**Tekstfragment**

——————————

Het onderliggende thema van slavernij is racisme: het benadelen of uitsluiten van mensen op basis van huidskleur of afkomst. In de slavernij werd dat concreet met een ‘superieur ras’ – de witte Nederlanders/ Europeanen – en een zogenaamd ‘inferieur ras’: de slaven van Afrikaanse herkomst, waarbij de eerste groep de tweede inzette voor eigen gewin. Als kerk hadden we toch beter moeten weten, zou je denken. In Christus is er immers slaaf noch vrije (Galaten 3). Alle mensen zijn beelddrager van hun Schepper en voor God gelijk.
Zeer terecht dus, deze schuldbekentenis. Maar niet genoeg, want na woorden komt het op daden aan. Wat moeten voor de Protestantse Kerk in Nederland en haar leden die daden zijn? Zit het ‘m in meer diversiteit in onze kerkelijke gemeenten? Zou onze witte kerk meer toenadering moeten zoeken tot zwarte? Dat zeker, en uiteraard met respect voor de afzonderlijke eigen gewoontes, traditie en vorm, in een wederzijdse en gelijkwaardige relatie. Maar hebben we ook niet – en misschien wel eerst – individueel nog een enorme slag te maken? Het superioriteitsdenken zit in ons witte mensen – kerkgangers of niet – nog altijd ingebakken, meer dan we zelf beseffen, vrees ik.

——————————

**Vastgelegde gegevens**
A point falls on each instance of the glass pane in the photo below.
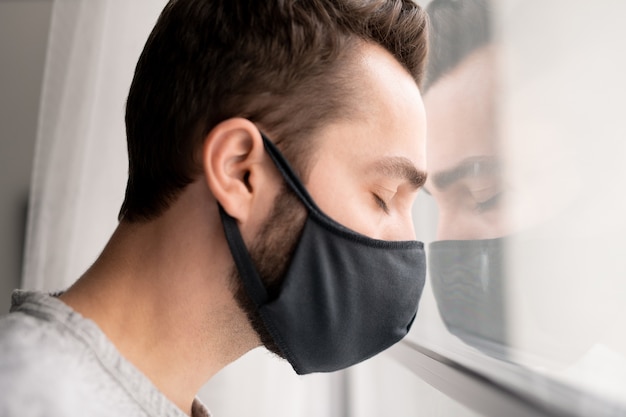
(523, 215)
(382, 387)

——————————

**Opdrachten**
- A) Geef uit de tekst over slavernij en racisme letterlijk het gedeelte van "Het onderliggende thema" tot en met "voor God gelijk." terug.
- B) Beantwoord de volgende vragen over de tekst over slavernij en racisme.
(i) Wat is volgens de tekst het onderliggende thema van slavernij?
(ii) Uit welk Bijbelboek wordt een uitspraak aangehaald?
(iii) Waarop komt het volgens de tekst na woorden aan?

**Uitwerkingen**
- A)
Het onderliggende thema van slavernij is racisme: het benadelen of uitsluiten van mensen op basis van huidskleur of afkomst. In de slavernij werd dat concreet met een ‘superieur ras’ – de witte Nederlanders/ Europeanen – en een zogenaamd ‘inferieur ras’: de slaven van Afrikaanse herkomst, waarbij de eerste groep de tweede inzette voor eigen gewin. Als kerk hadden we toch beter moeten weten, zou je denken. In Christus is er immers slaaf noch vrije (Galaten 3). Alle mensen zijn beelddrager van hun Schepper en voor God gelijk.

- B)
(i) Racisme.
(ii) Galaten (hoofdstuk 3).
(iii) Op daden.